▸ Required action 1: From the forum thread below, list every username that appears directly before a date and time.
▸ Required action 2: Write out the forum thread below from "Dignified, i think" up to and including "speak to me.", keeping every word, spelling and punctuation mark unchanged.
▸ Required action 3: Extend the forum thread below, about a husband who drives a coworker to work, with a further passage that picks up after its last sentence.

▸ Source passage:
I think youve every right to be wary , hes got form for being deceitfull . I would aproach her and ask her if theres a problem , i would stamp the lifts out ( why should she get to snub you and use your car ? ) and have another talk about the fake accounts and boundarys because it doesnt sound like that was ever really resolved properly.

Ray81 · 26/03/2011 18:06

Dignified, i think that is also part of my problem tbh it just seems wierd that they dont realy speak in work and according to him she sent him an email asking him to take her to work rather then speak to him even though he sits 5 desks away from her. I asked today if he had had breakfast and he said no its alittle out of the way as she has moved house now (macdonalds), i then asked if she would now give him petrol money and he said it hadnt come up in conversation and i told him she needed to as it is well out of his way and petrol isnt cheap, he just shrugged and said i suppose. Again very no commitle and it rings alarm bells for me the way he brushes it off coupled with the fact that she doesnt speak to me.

The more i think about it the more i am almost sure there is something a miss but dont want to let on ifswim, if there was something going on i would want hard evidence and i wont get that by letting on that i am suspious.

We had long talks when all the fake accounts were discovered and he assured me he would never do it again and he loves me and the DDs and he doesnt want to lose us at all but the thing that worries me is that it was a rush for him and if he is getting that again, even if it is because she gives him attention and nothing more then it may lead onto other things and of course i would rather that didnt happen.

Catzcream- if he was picking her up on his way then that wouldnt worry me so much but he goes well out of his way to get her using our petrol and our car and she wont even look at me at work. it just seems odd and makes me feel uncomfortable ifswim.

OP posts:
BelleDameSansMerci · 26/03/2011 18:18

Hmmmm... I think I retract my earlier comment based on the other things you've mentioned. I still don't think she's necessarily hiding anything or behaving inappropriately but it does sound as if your DH likes to create a bit of a frisson (not saying he'll ever do anything about it) and this does sound a bit "off".

dignified · 26/03/2011 18:18

They communicate via email but are comfortable enough to sit in mcdonalds / or the car , gorging on sausage and egg mcmuffins and slurping coffees ? Im not buying it and i too would feel very uneasy . Theres NO WAY i would go out of my way to pick someone up who i apparently hardly know and dont talk to much.

▸ Dataset excerpts:
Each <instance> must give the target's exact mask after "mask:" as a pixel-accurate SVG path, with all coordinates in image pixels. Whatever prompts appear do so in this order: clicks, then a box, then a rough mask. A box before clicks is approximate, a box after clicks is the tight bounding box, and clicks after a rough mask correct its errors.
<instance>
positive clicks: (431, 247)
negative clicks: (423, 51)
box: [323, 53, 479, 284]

▸ Response box 1:
Ray81
BelleDameSansMerci
dignified

▸ Response box 2:
Dignified, i think that is also part of my problem tbh it just seems wierd that they dont realy speak in work and according to him she sent him an email asking him to take her to work rather then speak to him even though he sits 5 desks away from her. I asked today if he had had breakfast and he said no its alittle out of the way as she has moved house now (macdonalds), i then asked if she would now give him petrol money and he said it hadnt come up in conversation and i told him she needed to as it is well out of his way and petrol isnt cheap, he just shrugged and said i suppose. Again very no commitle and it rings alarm bells for me the way he brushes it off coupled with the fact that she doesnt speak to me.

▸ Response box 3:
Im assuming you discovered the fake accounts ect ? Had he actually met with anyone or had he simply not had the opportunity ? Either way he clearly gave himself permission to do this knowing it was out of order and youd be upset but went ahead anyway .

What would you do if you found out he had crossed the line with this woman in whatever way ?

Can you look at his phones / emails perhaps ?

Ray81 · 26/03/2011 18:48

Dignified i discovered the accounts by mistake tbh, he had never met anyone as he put a picture of some real hunk on the account profile so it was all a fantasy, he was talking with one particular woman and i saw ALL the messages and they were just friends but he was talking to other women and did have cyber sex plus looking at alot of porn. When i discovered it all i was 9 months pg and he was ending it all by telling people he was going away to a remote part of the world to work, it did go on for nealry a yr though without me knowing ie no change in behaviour other then staying up late. i was so shocked as he wasnt the man i thought he was and it took alot of talking for me to understand why he had done it. Basically t was the excitment he was additiced to which he is no longer getting .

If i found out he had crossed the line with this woman our marriage would be over i have forgiven once and i couldnt do it again.

Have checked phone and nothing untoward, cannot access email as it is a workone so no way of me getting into that.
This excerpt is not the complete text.